=== Material provided ===
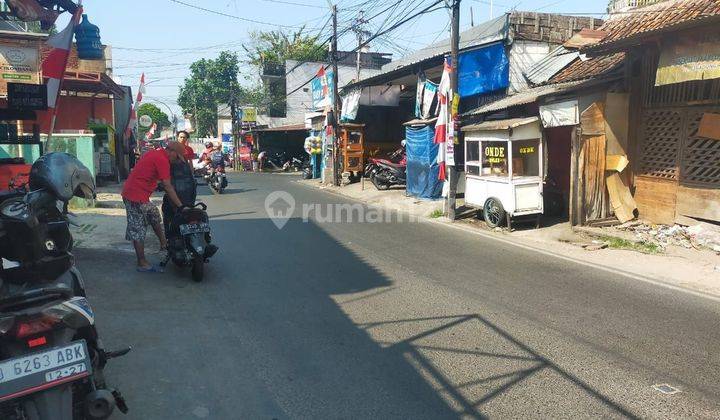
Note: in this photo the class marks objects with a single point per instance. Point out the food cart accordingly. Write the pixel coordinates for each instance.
(504, 169)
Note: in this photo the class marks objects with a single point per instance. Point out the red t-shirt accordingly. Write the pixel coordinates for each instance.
(189, 154)
(154, 166)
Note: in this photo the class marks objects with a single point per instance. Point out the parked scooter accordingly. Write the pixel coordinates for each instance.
(384, 173)
(51, 358)
(187, 229)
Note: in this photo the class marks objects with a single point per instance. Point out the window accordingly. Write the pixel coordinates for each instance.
(526, 160)
(494, 158)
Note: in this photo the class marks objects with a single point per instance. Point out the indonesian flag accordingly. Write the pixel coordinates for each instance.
(53, 67)
(133, 112)
(151, 132)
(441, 126)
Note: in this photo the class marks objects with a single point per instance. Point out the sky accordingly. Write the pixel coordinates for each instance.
(162, 37)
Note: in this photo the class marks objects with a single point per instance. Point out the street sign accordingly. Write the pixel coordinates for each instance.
(145, 121)
(27, 97)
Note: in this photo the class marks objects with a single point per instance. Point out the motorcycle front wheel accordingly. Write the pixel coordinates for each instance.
(198, 268)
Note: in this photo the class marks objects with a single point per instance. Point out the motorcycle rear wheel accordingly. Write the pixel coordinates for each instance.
(198, 268)
(379, 185)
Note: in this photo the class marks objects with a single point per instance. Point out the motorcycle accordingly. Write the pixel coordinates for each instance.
(52, 360)
(187, 229)
(384, 173)
(217, 180)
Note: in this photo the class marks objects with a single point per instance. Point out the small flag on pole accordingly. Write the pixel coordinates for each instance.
(54, 65)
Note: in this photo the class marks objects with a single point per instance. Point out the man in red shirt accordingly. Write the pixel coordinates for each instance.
(153, 167)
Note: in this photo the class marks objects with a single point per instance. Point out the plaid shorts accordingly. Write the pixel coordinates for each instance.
(139, 216)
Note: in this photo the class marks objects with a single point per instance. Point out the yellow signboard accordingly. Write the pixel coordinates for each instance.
(249, 115)
(687, 60)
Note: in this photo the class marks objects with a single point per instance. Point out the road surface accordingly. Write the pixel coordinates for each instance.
(328, 318)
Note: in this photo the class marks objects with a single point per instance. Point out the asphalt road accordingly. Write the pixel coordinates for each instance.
(394, 319)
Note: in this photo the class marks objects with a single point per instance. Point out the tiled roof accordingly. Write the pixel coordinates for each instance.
(660, 17)
(591, 68)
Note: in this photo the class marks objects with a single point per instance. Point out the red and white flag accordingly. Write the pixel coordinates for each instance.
(132, 123)
(151, 132)
(54, 65)
(441, 126)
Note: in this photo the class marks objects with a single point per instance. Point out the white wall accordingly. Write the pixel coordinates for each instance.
(524, 54)
(300, 102)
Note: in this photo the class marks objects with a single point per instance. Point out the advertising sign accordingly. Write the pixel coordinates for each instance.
(27, 97)
(687, 60)
(322, 88)
(19, 64)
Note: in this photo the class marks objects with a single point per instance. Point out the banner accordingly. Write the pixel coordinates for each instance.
(322, 88)
(686, 60)
(483, 70)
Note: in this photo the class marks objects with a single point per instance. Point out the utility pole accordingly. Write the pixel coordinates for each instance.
(361, 34)
(454, 47)
(335, 102)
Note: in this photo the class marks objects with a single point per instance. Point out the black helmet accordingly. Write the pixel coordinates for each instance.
(63, 175)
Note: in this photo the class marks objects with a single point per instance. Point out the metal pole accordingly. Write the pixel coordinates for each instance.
(335, 106)
(454, 46)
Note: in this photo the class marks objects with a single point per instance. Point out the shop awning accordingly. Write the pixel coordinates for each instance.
(500, 124)
(292, 127)
(91, 82)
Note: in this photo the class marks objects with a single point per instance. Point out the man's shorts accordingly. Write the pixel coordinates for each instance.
(139, 216)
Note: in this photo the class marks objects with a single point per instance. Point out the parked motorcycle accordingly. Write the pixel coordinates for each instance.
(384, 173)
(217, 180)
(187, 229)
(51, 358)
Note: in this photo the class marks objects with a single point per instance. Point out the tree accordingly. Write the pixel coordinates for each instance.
(274, 47)
(213, 82)
(158, 116)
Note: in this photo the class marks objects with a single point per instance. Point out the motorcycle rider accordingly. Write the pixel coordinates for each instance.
(154, 166)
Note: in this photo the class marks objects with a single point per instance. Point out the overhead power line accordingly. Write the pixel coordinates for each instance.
(216, 12)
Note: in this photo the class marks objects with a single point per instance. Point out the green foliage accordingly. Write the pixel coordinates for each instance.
(214, 82)
(274, 47)
(158, 116)
(614, 242)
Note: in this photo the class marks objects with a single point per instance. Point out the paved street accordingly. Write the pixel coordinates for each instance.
(393, 320)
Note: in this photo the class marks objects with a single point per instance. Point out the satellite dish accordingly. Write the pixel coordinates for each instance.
(145, 121)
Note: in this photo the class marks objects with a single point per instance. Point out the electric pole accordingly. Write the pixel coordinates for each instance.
(454, 46)
(335, 102)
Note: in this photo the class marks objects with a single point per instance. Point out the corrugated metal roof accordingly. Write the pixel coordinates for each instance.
(500, 124)
(486, 32)
(549, 66)
(660, 17)
(590, 68)
(522, 98)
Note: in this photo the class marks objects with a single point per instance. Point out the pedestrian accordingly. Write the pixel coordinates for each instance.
(184, 139)
(153, 167)
(261, 159)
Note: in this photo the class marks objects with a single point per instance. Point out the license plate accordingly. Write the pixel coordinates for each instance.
(35, 372)
(194, 228)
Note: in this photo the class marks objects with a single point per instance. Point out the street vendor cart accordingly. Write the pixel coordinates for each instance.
(504, 169)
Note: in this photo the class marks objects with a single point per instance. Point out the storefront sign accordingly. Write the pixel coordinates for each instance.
(19, 64)
(495, 154)
(27, 97)
(322, 88)
(686, 60)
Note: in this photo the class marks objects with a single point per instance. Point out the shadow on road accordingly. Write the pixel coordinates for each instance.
(264, 336)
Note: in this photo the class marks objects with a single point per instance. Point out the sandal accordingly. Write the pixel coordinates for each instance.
(151, 269)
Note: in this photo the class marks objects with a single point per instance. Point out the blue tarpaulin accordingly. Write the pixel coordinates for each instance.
(483, 70)
(422, 166)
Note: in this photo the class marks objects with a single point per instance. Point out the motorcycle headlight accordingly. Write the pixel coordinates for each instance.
(6, 324)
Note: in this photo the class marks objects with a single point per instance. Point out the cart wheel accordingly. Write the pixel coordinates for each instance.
(493, 212)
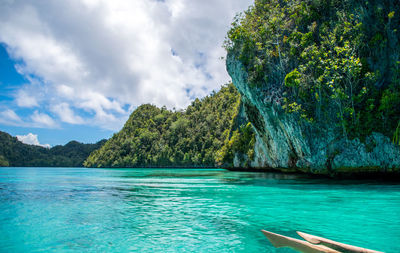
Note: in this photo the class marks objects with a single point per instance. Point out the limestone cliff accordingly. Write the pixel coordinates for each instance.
(285, 141)
(320, 83)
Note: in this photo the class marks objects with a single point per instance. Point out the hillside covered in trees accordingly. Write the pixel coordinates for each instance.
(321, 83)
(194, 137)
(329, 61)
(14, 153)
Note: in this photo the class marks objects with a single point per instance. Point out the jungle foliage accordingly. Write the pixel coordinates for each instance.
(335, 62)
(158, 137)
(17, 154)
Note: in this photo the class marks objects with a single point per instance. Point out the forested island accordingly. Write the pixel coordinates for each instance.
(321, 81)
(316, 89)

=== Task ===
Pictures omitted, give the entries again exactly.

=== Output for this task ===
Note: in this photo the class marks objects with a single point per instance. Point out the food cart accordingly. Write the pixel coordinates for each instance.
(504, 169)
Note: in this photo the class marks objects with a single point per instance. Point out the red t-shirt accordingly. Write the pixel coordinates for each instance.
(189, 154)
(154, 166)
Note: in this photo the class marks objects with a single point per instance. Point out the parked scooter accordingly. Write the pixel coordinates for each instance.
(384, 173)
(51, 358)
(187, 229)
Note: in this photo the class marks objects with a single point per instance. Point out the window accordingly. Write the pixel coordinates for each instance.
(526, 160)
(494, 158)
Note: in this photo the class marks objects with a single point per instance. Point out the indonesian flag accordingly. Write the pixel coordinates for each instance.
(53, 67)
(133, 112)
(151, 132)
(441, 126)
Note: in this photo the class marks objects with a single point per instance. Point out the sky accordingly. Write the pixel coordinates for each instance.
(162, 37)
Note: in this photo the class marks objects with a single point per instance. Point out the street sign accordingly. Write the pixel coordinates for each instance.
(145, 121)
(27, 97)
Note: in this photo the class marks objects with a single point per instance. Point out the motorcycle front wheel accordingly. Write the pixel coordinates for each instance.
(198, 268)
Note: in this photo the class marks objects with a single point per instance. Point out the motorcycle rear wheel accordingly. Write the pixel coordinates for each instance.
(198, 268)
(379, 185)
Note: in this photo the class marks objects with a single point per instance. Point out the motorcycle accordingly. Write the pixel coordinates for each instance.
(52, 360)
(187, 229)
(384, 173)
(217, 180)
Note: in this photo the class marks objects with a single point per instance. Point out the small flag on pole accordingly. Write the pixel coordinates for each instance.
(54, 65)
Note: in this photo the class marks objects with a single point per instance. Point out the man in red shirt accordingly. Write the pixel coordinates for each instance.
(153, 167)
Note: in this photo the class marks objects with a single point per instance. Point out the plaid shorts accordingly. Write the pixel coordinates for each instance.
(139, 216)
Note: in this photo the class marks objects with a single point per instance. Point out the yellow signboard accordingly. Write the pixel coordinates for each instance.
(249, 115)
(687, 60)
Note: in this photo the class marks objects with a single point per instance. Point out the road surface accordingly. Write the pixel coordinates for each instance.
(328, 318)
Note: in this photo the class marks objects with a single point per instance. Point out the asphalt road accordingly. Write the pixel coordinates for each instance.
(394, 319)
Note: in this photo the class marks objects with a single point per instance. Point out the tiled roof accordingly. Write the pixel coordinates for each instance.
(660, 17)
(591, 68)
Note: in this photo the class marks objects with a single point per instance. Point out the red and white flag accordingly. Write the pixel coordinates for each instance.
(132, 123)
(151, 132)
(54, 65)
(441, 126)
Note: in this photo the class marks objects with a single point per instance. Point out the white wall accordingly. Write the pixel coordinates for each instance.
(524, 54)
(300, 102)
Note: in this photo the class marks objects with a single point per instance. Point out the advertising sign accordingly. Write the pixel coordinates for each instance.
(27, 97)
(687, 60)
(322, 88)
(19, 64)
Note: in this photo the class marks objects with a single point per instance. Point out the banner accordingly. Write the pixel coordinates for each instance.
(322, 88)
(686, 60)
(483, 70)
Note: in this photo the class marks objects with a single point per instance. Point out the utility pole accordingly. Write the pixel coordinates for each instance.
(361, 34)
(454, 47)
(335, 102)
Note: in this photo the class marks objects with a single point per instance. Point out the black helmet accordingly. Write the pixel coordinates for each instance.
(63, 175)
Note: in this photo the class marks objects with a single point per instance. Point out the metal pole accordingly. Write the pixel coordinates for each instance.
(335, 106)
(454, 46)
Note: in this photo the class marks objects with a single point per instance. Point out the shop awning accordingly. Write the pixel coordinates for each instance.
(500, 124)
(292, 127)
(91, 82)
Note: in this photo the class marks objects with a single point per instance. Point out the man's shorts accordingly. Write the pixel coordinates for each instance.
(139, 216)
Note: in this photo the class marks objects with a single point per instance. Point out the parked motorcycle accordingly. Write the pixel coordinates for each instance.
(384, 173)
(217, 180)
(187, 229)
(51, 358)
Note: in this photo the class marks objects with a single point per instance. Point out the tree accordingly. Write the pixel coordinates for each instance.
(274, 47)
(213, 82)
(158, 116)
Note: in this photo the class marks objects with a single point per instance. Point out the motorcycle rider accordingly. Write the pixel coordinates for each instance.
(154, 166)
Note: in this photo the class marks objects with a single point per instance. Point out the overhead power line accordingly. Write the pixel coordinates for each instance.
(216, 12)
Note: in this photo the class marks objects with a single point per instance. Point out the green foliage accordingly. Write the pixel coordinates for each instance.
(214, 82)
(274, 47)
(158, 116)
(614, 242)
Note: in this photo the class marks objects with a single point per instance. Point out the paved street accordingly. Write the pixel coordinates for each instance.
(393, 320)
Note: in this photo the class marks objects with a single point per instance. Point out the satellite dish accordingly. Write the pixel coordinates for each instance.
(145, 121)
Note: in this photo the class marks objects with a single point per instance. Point out the electric pole accordingly. Write the pixel coordinates for each instance.
(454, 46)
(335, 102)
Note: in this photo the class marks objects with a single point per instance. Point out the corrugated metal roof accordingly. Write the pixel coordinates for each instance.
(500, 124)
(486, 32)
(549, 66)
(660, 17)
(590, 68)
(522, 98)
Note: in this photo the class marks objects with a single point per instance. Point out the pedestrian accordingly. Write the pixel coordinates for each instance.
(184, 139)
(153, 167)
(261, 159)
Note: in this photo the class marks objects with a single point per instance. Point out the license plate accordingly. Write the pixel coordinates for each instance.
(35, 372)
(194, 228)
Note: in this photo the class marks objects with a single point per instance. Point out the street vendor cart accordingly. Write the pixel coordinates for each instance.
(504, 169)
Note: in this photo the class marks objects with a single point per instance. Point out the storefront sign accordingly. Write the pixel coordinates for each instance.
(19, 64)
(495, 154)
(27, 97)
(322, 88)
(686, 60)
Note: in this photo the class marks objects with a single point per instance. Point out the shadow on road accordingly. Write the pixel coordinates for each instance.
(264, 336)
Note: in this photo the class marks objects with a single point per instance. Point out the sandal accordingly. Write the pixel coordinates for each instance.
(151, 269)
Note: in this photo the class marks objects with a single point per instance. Point out the blue tarpaulin accordingly. Write the pixel coordinates for each instance.
(483, 70)
(422, 166)
Note: in this photo the class marks objects with a single point per instance. Point out the motorcycle headlight accordingly. Write the pixel coordinates for each instance.
(6, 324)
Note: in this photo the class marks objects with a single point per instance. Point out the cart wheel accordingly. Write the pixel coordinates for each instance.
(493, 212)
Note: in this photo the class marks objects with a single point per instance. Point out the limestone cliff accordingly. Write the pixel coordinates for each instance.
(285, 141)
(320, 83)
Note: in this photo the class marks objects with a single point per instance. Point out the hillside covered in trees accordingly. Write the pixel coordinates for each instance.
(321, 83)
(194, 137)
(329, 61)
(14, 153)
Note: in this photo the class marks objects with a single point per instance. Point out the jungle foliage accordingly. Write the pixel coordinates for each instance.
(335, 62)
(158, 137)
(17, 154)
Note: in this photo the class marks objects with a single point per instance. Point out the forested island accordingly. Write the pixel coordinates for each instance.
(321, 81)
(316, 89)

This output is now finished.